▸ What to work on: Exactly repeat all the records below, omitting the images they hold.

begin The data

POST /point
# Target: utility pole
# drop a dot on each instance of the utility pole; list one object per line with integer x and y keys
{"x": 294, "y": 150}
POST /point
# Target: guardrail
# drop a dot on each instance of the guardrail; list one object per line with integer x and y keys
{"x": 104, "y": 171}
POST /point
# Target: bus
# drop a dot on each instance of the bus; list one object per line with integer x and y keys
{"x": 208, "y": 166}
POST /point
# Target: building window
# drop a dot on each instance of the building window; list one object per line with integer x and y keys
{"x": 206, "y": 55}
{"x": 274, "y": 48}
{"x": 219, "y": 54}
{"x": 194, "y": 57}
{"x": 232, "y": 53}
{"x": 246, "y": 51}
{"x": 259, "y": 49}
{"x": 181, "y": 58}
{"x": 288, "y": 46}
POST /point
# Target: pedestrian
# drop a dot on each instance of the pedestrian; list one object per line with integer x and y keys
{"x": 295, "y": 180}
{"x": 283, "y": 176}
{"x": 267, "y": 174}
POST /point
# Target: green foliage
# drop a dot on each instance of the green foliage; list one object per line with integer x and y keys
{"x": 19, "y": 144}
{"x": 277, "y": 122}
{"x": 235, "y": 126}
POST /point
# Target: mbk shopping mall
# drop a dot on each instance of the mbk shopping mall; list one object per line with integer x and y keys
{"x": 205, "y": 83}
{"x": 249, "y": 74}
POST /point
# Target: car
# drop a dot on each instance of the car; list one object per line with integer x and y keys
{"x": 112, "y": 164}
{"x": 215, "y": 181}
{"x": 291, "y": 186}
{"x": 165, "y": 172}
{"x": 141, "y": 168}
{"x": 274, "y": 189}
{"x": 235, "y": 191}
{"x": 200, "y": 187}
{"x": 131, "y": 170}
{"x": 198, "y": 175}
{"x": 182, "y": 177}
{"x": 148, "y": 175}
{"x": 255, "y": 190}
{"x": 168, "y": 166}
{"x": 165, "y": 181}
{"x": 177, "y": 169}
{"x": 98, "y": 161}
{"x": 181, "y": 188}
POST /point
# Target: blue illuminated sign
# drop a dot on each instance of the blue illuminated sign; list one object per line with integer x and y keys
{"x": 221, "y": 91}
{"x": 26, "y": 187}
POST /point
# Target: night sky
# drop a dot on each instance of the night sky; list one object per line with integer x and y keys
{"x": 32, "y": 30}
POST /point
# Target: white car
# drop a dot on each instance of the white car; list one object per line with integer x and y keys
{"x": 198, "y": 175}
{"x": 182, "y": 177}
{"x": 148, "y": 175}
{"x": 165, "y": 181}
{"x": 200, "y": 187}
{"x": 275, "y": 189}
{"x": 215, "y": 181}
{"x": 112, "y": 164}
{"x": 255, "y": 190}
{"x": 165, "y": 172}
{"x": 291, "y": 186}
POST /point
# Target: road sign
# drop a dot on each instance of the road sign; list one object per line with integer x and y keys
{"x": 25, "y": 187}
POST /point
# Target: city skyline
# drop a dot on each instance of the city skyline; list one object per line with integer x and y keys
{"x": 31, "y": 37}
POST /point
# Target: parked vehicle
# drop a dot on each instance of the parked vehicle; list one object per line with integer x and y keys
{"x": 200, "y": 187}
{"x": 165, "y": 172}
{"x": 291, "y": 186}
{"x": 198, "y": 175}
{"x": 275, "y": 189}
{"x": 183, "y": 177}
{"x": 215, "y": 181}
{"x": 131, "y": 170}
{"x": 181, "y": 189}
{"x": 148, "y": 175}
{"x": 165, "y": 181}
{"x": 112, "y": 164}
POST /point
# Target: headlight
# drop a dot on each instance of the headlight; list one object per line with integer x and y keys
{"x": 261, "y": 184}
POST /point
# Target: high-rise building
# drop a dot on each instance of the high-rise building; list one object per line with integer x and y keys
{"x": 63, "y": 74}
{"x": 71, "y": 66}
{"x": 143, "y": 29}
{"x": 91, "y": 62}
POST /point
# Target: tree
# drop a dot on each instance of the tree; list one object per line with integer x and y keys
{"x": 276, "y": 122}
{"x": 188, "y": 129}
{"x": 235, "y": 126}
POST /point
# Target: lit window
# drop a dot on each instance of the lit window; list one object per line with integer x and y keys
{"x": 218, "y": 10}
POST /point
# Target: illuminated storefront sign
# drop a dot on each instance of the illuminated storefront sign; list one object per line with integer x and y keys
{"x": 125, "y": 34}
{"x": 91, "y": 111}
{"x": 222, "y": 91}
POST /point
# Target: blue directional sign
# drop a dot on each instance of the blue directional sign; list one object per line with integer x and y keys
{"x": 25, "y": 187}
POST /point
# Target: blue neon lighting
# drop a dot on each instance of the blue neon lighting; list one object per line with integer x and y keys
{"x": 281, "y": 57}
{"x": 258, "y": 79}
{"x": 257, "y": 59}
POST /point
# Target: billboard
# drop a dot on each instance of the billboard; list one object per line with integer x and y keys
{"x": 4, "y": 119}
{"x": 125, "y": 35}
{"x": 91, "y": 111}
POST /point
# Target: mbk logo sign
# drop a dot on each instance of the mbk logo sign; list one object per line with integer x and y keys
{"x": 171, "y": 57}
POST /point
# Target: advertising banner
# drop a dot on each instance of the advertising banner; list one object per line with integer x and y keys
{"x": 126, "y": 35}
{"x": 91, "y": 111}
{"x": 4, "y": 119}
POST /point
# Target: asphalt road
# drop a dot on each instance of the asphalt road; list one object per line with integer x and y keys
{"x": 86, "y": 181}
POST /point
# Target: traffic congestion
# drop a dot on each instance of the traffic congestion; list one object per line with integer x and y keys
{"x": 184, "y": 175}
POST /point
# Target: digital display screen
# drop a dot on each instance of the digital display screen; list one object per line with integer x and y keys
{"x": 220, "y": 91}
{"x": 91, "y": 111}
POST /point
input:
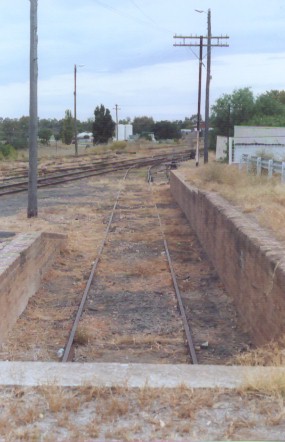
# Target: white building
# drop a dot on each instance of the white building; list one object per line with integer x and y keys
{"x": 85, "y": 138}
{"x": 259, "y": 141}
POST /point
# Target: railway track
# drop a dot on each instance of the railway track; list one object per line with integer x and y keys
{"x": 16, "y": 184}
{"x": 134, "y": 312}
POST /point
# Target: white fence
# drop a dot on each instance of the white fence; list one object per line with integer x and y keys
{"x": 258, "y": 164}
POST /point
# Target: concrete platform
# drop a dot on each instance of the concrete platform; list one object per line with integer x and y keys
{"x": 132, "y": 375}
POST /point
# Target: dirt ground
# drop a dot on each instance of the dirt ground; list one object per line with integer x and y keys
{"x": 131, "y": 314}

end The data

▸ Task result:
POST /point
# Target: utility pole
# drop a dot on each instance of the utility pole; list one object per line with integer x and y keys
{"x": 294, "y": 150}
POST /point
# Target: guardrail
# drop a dot on each instance of the guardrail; list one object per line with integer x and y keys
{"x": 104, "y": 171}
POST /point
# Target: bus
# drop a dot on each instance of the bus; list one object per line with integer x and y keys
{"x": 208, "y": 166}
POST /point
# Target: building window
# drop a dot on each instance of the building window; list one object per line with integer x and y keys
{"x": 206, "y": 55}
{"x": 274, "y": 48}
{"x": 219, "y": 54}
{"x": 194, "y": 57}
{"x": 232, "y": 53}
{"x": 246, "y": 51}
{"x": 259, "y": 49}
{"x": 181, "y": 58}
{"x": 288, "y": 46}
POST /point
# Target: pedestrian
# drop a dot on each instance of the pedestrian; list one object per line with integer x and y keys
{"x": 295, "y": 180}
{"x": 283, "y": 176}
{"x": 267, "y": 174}
POST /point
# Target: green foliage
# drop a dot on each instance of the green foliage; list one object per line with integer x and y keys
{"x": 19, "y": 144}
{"x": 277, "y": 122}
{"x": 235, "y": 126}
POST /point
# Target: mbk shopping mall
# drop a dot on each instance of the mbk shopping mall; list one object per line with integer x and y keys
{"x": 205, "y": 83}
{"x": 249, "y": 74}
POST /point
# Target: car
# drop a dot on each instance of the car; list one object per line with integer x and y keys
{"x": 112, "y": 164}
{"x": 215, "y": 181}
{"x": 291, "y": 186}
{"x": 165, "y": 172}
{"x": 141, "y": 168}
{"x": 274, "y": 189}
{"x": 235, "y": 191}
{"x": 200, "y": 187}
{"x": 131, "y": 170}
{"x": 198, "y": 175}
{"x": 182, "y": 177}
{"x": 148, "y": 175}
{"x": 255, "y": 190}
{"x": 168, "y": 166}
{"x": 165, "y": 181}
{"x": 177, "y": 169}
{"x": 98, "y": 161}
{"x": 181, "y": 188}
POST /point
# Target: blue illuminated sign
# drop a dot on each instance of the blue illuminated sign; list one object per line with integer x and y keys
{"x": 221, "y": 91}
{"x": 26, "y": 187}
POST /point
# Target: night sky
# drop a dot on each instance of the night sky; list one object per line with integer x and y keys
{"x": 32, "y": 30}
POST /point
# Target: white car
# drop a dot on each instance of the white car; list one object per line with integer x and y keys
{"x": 198, "y": 175}
{"x": 182, "y": 177}
{"x": 148, "y": 175}
{"x": 165, "y": 181}
{"x": 200, "y": 187}
{"x": 275, "y": 189}
{"x": 215, "y": 181}
{"x": 112, "y": 164}
{"x": 255, "y": 190}
{"x": 165, "y": 172}
{"x": 291, "y": 186}
POST /point
# Target: road sign
# drop a dot on each instance of the road sign; list one object per line with integer x and y keys
{"x": 25, "y": 187}
POST /point
# Target: city skyline
# drop a dot on each instance of the city skyline; list one object per line with integer x and y keys
{"x": 31, "y": 37}
POST /point
# Target: parked vehicle
# drop a dot on each instance of the parked vehicle; list one object per line with integer x and y keys
{"x": 200, "y": 187}
{"x": 165, "y": 172}
{"x": 291, "y": 186}
{"x": 198, "y": 175}
{"x": 275, "y": 189}
{"x": 183, "y": 177}
{"x": 215, "y": 181}
{"x": 131, "y": 170}
{"x": 181, "y": 189}
{"x": 148, "y": 175}
{"x": 165, "y": 181}
{"x": 112, "y": 164}
POST /point
# Target: headlight
# drop a dot on each instance of the headlight; list one object per line with integer x and y keys
{"x": 261, "y": 184}
POST /point
# Target: high-rise building
# drop a dot on each instance of the high-rise building; list one object per line with integer x and y keys
{"x": 63, "y": 74}
{"x": 71, "y": 66}
{"x": 143, "y": 29}
{"x": 91, "y": 62}
POST /point
# Target: tree
# drop a dot on each instance of the tree; list one object per line with integer x and y keys
{"x": 276, "y": 122}
{"x": 188, "y": 129}
{"x": 235, "y": 126}
POST /point
# Target: lit window
# drop a dot on each instance of the lit window; list one object per line with integer x and y keys
{"x": 218, "y": 10}
POST /point
# Target: illuminated storefront sign
# drop a dot on each instance of the illuminated storefront sign; list one object per line with integer x and y keys
{"x": 125, "y": 34}
{"x": 91, "y": 111}
{"x": 222, "y": 91}
POST /point
# Target: blue directional sign
# drop a dot on each instance of the blue directional sign; list one object per line with integer x and y keys
{"x": 25, "y": 187}
POST /point
# Target: blue neon lighting
# drop a dot on each instance of the blue neon lighting; list one object per line with integer x and y keys
{"x": 281, "y": 57}
{"x": 258, "y": 79}
{"x": 257, "y": 59}
POST /point
# Target: billboard
# drop a dot on each instance of the billboard; list one object per line with integer x and y keys
{"x": 4, "y": 119}
{"x": 125, "y": 35}
{"x": 91, "y": 111}
POST /point
# Target: mbk logo sign
# drop a dot on each instance of the mbk logo sign; list one object per line with integer x and y keys
{"x": 171, "y": 57}
POST /point
# Target: advertising banner
# drop a dot on each instance of the advertising banner; list one object per line with integer x and y keys
{"x": 126, "y": 35}
{"x": 91, "y": 111}
{"x": 4, "y": 119}
POST /point
# Target: asphalt road
# drop a dot on each instance of the asphalt road; list one object per line with integer x and y keys
{"x": 86, "y": 181}
POST /point
# Target: traffic congestion
# drop a dot on each instance of the traffic congestion; list one object per line with integer x and y keys
{"x": 184, "y": 175}
POST /point
# Target: digital display screen
# drop a dot on each instance of the digital display screen; list one object per line with integer x and y keys
{"x": 220, "y": 91}
{"x": 91, "y": 111}
POST /point
input:
# Target: white building
# drop a dot on each instance of the white building; list one object per line with integer x and y keys
{"x": 85, "y": 138}
{"x": 259, "y": 141}
POST /point
# Target: railway track
# drop a dot on each instance of the railway track; list one object per line with integer x and y keys
{"x": 16, "y": 184}
{"x": 134, "y": 312}
POST /point
# Target: white fence
# drop a dot on each instance of the white fence; list one object per line with integer x and y keys
{"x": 258, "y": 164}
POST /point
# Target: concrete platform
# drop a dot on each instance of the concrete platform; list one object per line with integer x and y keys
{"x": 132, "y": 375}
POST /point
# Target: dirt ground
# drop a dot on each instance of the dirt ground; list one object per line with integer x and y keys
{"x": 131, "y": 314}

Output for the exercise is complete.